--- start ---
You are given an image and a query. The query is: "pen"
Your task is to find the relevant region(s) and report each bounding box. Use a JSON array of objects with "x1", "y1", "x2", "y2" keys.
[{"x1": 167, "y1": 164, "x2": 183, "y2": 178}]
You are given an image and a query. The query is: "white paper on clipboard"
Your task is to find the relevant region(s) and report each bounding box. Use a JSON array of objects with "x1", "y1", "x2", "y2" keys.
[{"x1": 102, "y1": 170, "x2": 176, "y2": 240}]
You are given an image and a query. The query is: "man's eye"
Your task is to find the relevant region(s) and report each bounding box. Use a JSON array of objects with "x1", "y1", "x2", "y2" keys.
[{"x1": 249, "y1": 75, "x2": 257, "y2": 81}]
--- end ---
§ **Work instructions**
Rewrite all of the data above, substituting "rectangle" for "bounding box" wherever it occurs and leaving everything else unchanged.

§ **Exercise result**
You are given an image and a query. The query is: "pen"
Your task is to find the relevant region(s) and report each rectangle. Use a JSON array of objects with "x1", "y1", "x2", "y2" keys.
[{"x1": 167, "y1": 164, "x2": 183, "y2": 178}]
You are given an image and a query. The query is: "white paper on clipboard"
Your task is to find the relevant region(s) and report each rectangle. Use a JSON array of objects with "x1", "y1", "x2", "y2" keys.
[{"x1": 102, "y1": 170, "x2": 176, "y2": 240}]
You are given an image and a query. The query is: "man's eye"
Your task is to find the relevant region(s) and report each rectangle. Use a JSON array of objects with "x1", "y1", "x2", "y2" keys.
[{"x1": 249, "y1": 75, "x2": 257, "y2": 81}]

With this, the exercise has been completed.